#### ACTION ITEM
Each entry that follows needs to be written out exactly, with nothing left out.

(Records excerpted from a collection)
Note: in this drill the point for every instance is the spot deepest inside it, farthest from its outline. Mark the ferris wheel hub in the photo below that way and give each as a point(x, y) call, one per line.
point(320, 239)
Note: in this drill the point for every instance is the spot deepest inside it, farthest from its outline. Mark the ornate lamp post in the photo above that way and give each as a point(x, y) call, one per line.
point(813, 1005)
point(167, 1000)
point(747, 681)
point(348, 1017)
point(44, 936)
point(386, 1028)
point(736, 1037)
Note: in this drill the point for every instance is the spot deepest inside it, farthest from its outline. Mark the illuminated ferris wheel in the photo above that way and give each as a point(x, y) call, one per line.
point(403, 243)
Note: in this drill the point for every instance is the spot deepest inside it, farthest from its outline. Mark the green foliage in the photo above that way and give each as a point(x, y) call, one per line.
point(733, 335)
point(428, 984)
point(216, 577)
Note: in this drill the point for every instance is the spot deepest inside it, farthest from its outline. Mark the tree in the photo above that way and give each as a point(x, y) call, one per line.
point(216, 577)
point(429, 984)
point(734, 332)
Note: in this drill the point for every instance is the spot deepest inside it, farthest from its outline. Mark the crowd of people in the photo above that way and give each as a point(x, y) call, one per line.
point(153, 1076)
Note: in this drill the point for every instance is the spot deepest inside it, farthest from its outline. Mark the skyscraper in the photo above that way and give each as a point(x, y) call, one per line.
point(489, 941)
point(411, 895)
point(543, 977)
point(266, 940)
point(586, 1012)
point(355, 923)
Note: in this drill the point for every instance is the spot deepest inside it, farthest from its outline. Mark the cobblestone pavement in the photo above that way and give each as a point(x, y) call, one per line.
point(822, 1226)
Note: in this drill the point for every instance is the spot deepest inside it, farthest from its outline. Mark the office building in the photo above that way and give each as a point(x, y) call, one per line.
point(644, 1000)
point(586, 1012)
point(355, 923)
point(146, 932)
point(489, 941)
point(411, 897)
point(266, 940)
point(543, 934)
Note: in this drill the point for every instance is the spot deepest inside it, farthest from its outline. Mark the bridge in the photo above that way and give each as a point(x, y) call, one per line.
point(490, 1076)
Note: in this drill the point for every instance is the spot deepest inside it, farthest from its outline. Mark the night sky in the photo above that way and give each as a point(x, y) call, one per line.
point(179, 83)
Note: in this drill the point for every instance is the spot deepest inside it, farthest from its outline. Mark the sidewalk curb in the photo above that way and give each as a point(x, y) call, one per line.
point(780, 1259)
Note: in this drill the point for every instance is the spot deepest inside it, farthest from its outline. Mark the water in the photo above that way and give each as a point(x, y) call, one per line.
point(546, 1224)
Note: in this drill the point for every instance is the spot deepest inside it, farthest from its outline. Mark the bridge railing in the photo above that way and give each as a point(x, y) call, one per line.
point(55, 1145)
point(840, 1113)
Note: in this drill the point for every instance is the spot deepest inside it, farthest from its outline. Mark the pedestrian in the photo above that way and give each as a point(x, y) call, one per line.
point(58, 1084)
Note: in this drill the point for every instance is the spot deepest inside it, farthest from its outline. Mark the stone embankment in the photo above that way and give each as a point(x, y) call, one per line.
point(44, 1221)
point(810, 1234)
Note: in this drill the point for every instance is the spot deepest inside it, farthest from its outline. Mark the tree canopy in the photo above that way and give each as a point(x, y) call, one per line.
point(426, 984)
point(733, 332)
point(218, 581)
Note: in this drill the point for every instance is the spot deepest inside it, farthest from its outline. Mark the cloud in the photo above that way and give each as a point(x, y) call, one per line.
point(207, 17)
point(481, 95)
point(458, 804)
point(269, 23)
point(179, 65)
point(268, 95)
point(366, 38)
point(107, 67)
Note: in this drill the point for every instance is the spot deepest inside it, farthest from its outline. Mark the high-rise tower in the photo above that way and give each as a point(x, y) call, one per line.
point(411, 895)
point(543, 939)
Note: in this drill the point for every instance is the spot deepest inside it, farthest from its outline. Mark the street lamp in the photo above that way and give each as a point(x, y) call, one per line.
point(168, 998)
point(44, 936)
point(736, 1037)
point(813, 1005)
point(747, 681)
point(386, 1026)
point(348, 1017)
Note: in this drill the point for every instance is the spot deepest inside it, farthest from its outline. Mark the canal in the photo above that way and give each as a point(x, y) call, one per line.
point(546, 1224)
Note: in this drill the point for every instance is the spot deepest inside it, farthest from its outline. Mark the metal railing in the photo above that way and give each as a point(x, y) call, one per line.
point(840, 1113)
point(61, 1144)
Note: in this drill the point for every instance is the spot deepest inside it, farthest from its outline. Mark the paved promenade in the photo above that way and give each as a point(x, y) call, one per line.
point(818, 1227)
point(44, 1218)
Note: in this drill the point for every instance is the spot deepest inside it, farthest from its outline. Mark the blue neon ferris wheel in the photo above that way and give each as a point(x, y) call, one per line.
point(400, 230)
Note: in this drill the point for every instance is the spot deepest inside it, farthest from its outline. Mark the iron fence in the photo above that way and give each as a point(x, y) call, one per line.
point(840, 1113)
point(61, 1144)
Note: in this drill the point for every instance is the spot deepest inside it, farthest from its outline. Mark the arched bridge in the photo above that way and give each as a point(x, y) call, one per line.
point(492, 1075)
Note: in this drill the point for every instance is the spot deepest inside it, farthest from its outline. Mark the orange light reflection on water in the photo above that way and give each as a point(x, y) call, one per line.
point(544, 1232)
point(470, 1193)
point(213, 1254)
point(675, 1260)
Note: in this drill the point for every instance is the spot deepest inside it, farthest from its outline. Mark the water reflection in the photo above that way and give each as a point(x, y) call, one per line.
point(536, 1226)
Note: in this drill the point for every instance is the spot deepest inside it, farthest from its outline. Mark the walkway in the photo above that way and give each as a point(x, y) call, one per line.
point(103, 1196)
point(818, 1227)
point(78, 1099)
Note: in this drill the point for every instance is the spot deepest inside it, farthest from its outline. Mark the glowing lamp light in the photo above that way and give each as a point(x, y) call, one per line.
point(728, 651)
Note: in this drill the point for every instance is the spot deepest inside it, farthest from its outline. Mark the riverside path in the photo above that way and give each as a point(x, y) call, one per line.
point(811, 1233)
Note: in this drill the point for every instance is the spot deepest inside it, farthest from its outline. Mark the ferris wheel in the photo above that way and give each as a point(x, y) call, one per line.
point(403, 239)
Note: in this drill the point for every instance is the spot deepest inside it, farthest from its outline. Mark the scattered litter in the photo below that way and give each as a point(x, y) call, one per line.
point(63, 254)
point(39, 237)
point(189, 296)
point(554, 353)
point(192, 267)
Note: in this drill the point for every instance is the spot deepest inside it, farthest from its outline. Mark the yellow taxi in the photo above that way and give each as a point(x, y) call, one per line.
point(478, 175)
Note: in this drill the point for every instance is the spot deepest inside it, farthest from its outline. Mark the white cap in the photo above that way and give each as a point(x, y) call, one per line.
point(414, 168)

#### OUTPUT FOR THIS EXERCISE
Note: in this drill the point for every instance is the spot deepest inside it, farthest from its outline. Mark the ferris wheel hub in the photo below that way and give each as a point(x, y) call, one per line.
point(320, 239)
Note: in this drill the point for every instance is the spot deepest inside it, farthest from its outline. Mark the ornate lamp post in the photo above that way and give each as a point(x, y) call, one per line.
point(813, 1005)
point(167, 1000)
point(747, 681)
point(348, 1017)
point(44, 936)
point(386, 1028)
point(736, 1037)
Note: in this drill the point for every instance is the spot deepest inside it, farthest from its outline. Mark the illuminated ferris wheel in the photo above that way and give each as a point(x, y) call, one per line.
point(403, 243)
Note: in this drill the point for every instance is the spot deepest inside it, farthest from its outline. Mark the green foliage in the photo above that way and give each as a point(x, y) call, one per line.
point(733, 335)
point(428, 984)
point(216, 577)
Note: in this drill the point for every instance is the spot deepest inside it, farthest from its outline. Mark the tree in the photo above that way and give each as a point(x, y) call, one per line.
point(216, 577)
point(429, 984)
point(734, 332)
Note: in this drill the point for every instance is the spot deepest inside it, farthest from its outline. Mark the crowd of people in the photo above that way and give each as a point(x, y) call, one per line.
point(153, 1076)
Note: in this drill the point for every instance is the spot deepest inside it, farthest from its outline. Mark the skyscraper in the photo above that way and give each as a point(x, y) call, one per line.
point(489, 941)
point(411, 895)
point(543, 977)
point(266, 940)
point(586, 1012)
point(355, 923)
Note: in this drill the point for every instance is the spot deepest inside it, farthest from its outline. Mark the cobblestone pavement in the photo above that way and give each as a point(x, y) call, one per line.
point(822, 1226)
Note: in this drill the point for every instance is the spot deepest inside it, farthest from its outline. Mark the office building in the photo above that way and give each as a point(x, y) call, one per line.
point(644, 1000)
point(586, 1012)
point(355, 923)
point(146, 932)
point(489, 941)
point(411, 897)
point(266, 940)
point(543, 934)
Note: in this drill the point for every instance is the spot deepest inside it, farthest from its outline. Mark the bridge in the photo above that way and give each as a point(x, y) call, one per line.
point(490, 1076)
Note: in this drill the point for every instance is the spot deepest inside it, farthest from its outline. Mark the night sky in the photo above that way and give each as a point(x, y) call, one per line.
point(179, 83)
Note: in this drill the point for every instance is the spot deepest inside it, farthest from its outline. Mark the sidewalk curb in the photo above that way and give each as a point(x, y) call, one per line.
point(780, 1259)
Note: in this drill the point for every instance is the spot deepest inside it, farthest from its outline. Mark the water in the photo above that way and give each as a point(x, y) call, one per line.
point(546, 1224)
Note: in this drill the point for every instance is the spot deepest inside it, farthest from its outline. Mark the bridge railing in the photo above that way and give each as a point(x, y) call, one per line.
point(55, 1145)
point(840, 1113)
Note: in this drill the point for every instance is the spot deepest inside it, farthest from its outline. Mark the pedestrian in the photo above that way and give each as a point(x, y) call, one per line.
point(58, 1084)
Note: in this drill the point for every instance is the spot deepest inside it, farthest from its outline. Mark the stone embankment in the photo above that way and give each as a point(x, y) call, one per line.
point(44, 1221)
point(810, 1234)
Note: in this drill the point for every instance is the spot deepest inside it, farthest from its outline. Mark the tree canopy in the photo above that way and give each as a point(x, y) call, one per line.
point(426, 984)
point(733, 332)
point(218, 581)
Note: in this drill the point for every instance is the spot deepest inside it, farthest from its outline. Mark the cloud in the photo above that way and give each as a point(x, y) call, one per line.
point(207, 17)
point(481, 95)
point(458, 804)
point(269, 23)
point(179, 65)
point(268, 95)
point(366, 38)
point(107, 67)
Note: in this drill the point for every instance is the spot deepest inside it, farthest from its outline. Mark the high-rise tower in the photo above that way and give each as a point(x, y) call, one per line.
point(411, 895)
point(543, 939)
Note: in this drill the point for every instance is the spot deepest inside it, farthest from its outline. Mark the street lamp in the photo above that way and give each as a point(x, y) call, one per line.
point(168, 998)
point(44, 936)
point(736, 1037)
point(813, 1005)
point(747, 681)
point(386, 1026)
point(348, 1017)
Note: in this drill the point for every instance is the spot deepest inside it, farthest from its outline. Mark the canal in the photo above that way and give each as a point(x, y) call, one per line.
point(546, 1224)
Note: in this drill the point for every instance is the spot deepest inside it, farthest from its outline. Mark the metal railing in the photo above that way and give each as a point(x, y) call, one per line.
point(840, 1113)
point(61, 1144)
Note: in this drill the point for every instance is the spot deepest inside it, farthest from its outline. Mark the paved promenade in the photo above that way and give each as a point(x, y) call, one per line.
point(818, 1227)
point(44, 1218)
Note: in this drill the point for every instance is the spot deepest inside it, farthest from its outline. Mark the blue neon ferris wheel in the photo above that way and give each as a point(x, y) call, one per line.
point(400, 230)
Note: in this drill the point for every instance is the spot deepest inside it, farthest from its outline. Mark the iron fence in the photo above that way and give each as a point(x, y) call, one per line.
point(840, 1113)
point(61, 1144)
Note: in this drill the point for every instance is the spot deepest inside it, farthest from its outline. Mark the arched bridge in the photo above that way and give each as a point(x, y) call, one per line.
point(492, 1075)
Note: in this drill the point for every instance is the spot deepest inside it, farthest from its outline. Mark the orange light reflection on water in the photo above that way and give each as a point(x, y) call, one per line.
point(544, 1232)
point(470, 1193)
point(213, 1254)
point(675, 1260)
Note: in this drill the point for every instance is the spot deepest inside it, farthest from its outline. Mark the water reflection in the photo above that way and give each as a point(x, y) call, one per line.
point(536, 1226)
Note: in this drill the point for every instance is the spot deepest inside it, farthest from its outline. Mark the walkway in the photo above that way and give each as a point(x, y) call, one per line.
point(103, 1196)
point(818, 1227)
point(78, 1099)
Note: in this drill the point for every instance is the spot deepest inside it, farthest from its outline. Mark the glowing lamp light in the photo above that way and give each as a point(x, y) call, one per line.
point(728, 651)
Note: in this drill the point for every instance is the spot deepest inside it, farthest from its outline. Mark the riverside path in the photo above that way and give each as a point(x, y) call, one per line.
point(811, 1233)
Note: in this drill the point for every instance is the spot deepest inside it, farthest from its outline. Mark the ferris wheel in the photo above that way and give each as a point(x, y) call, one per line.
point(403, 239)
Note: in this drill the point for every instance is the spot deepest inside it, farthest from its outline. Mark the scattered litter in the photo below that way and give each as a point(x, y) call, one per line.
point(63, 254)
point(39, 237)
point(189, 296)
point(554, 353)
point(192, 267)
Note: in this drill the point for every instance is the spot deepest inside it, farthest from its outline. Mark the yellow taxi in the photo above that way and give each as a point(x, y) call, one per line.
point(478, 175)
Note: in this drill the point for every instance is the spot deepest inside it, farthest from its outline. Mark the white cap in the photo above that way and give each as a point(x, y) call, one per line.
point(414, 168)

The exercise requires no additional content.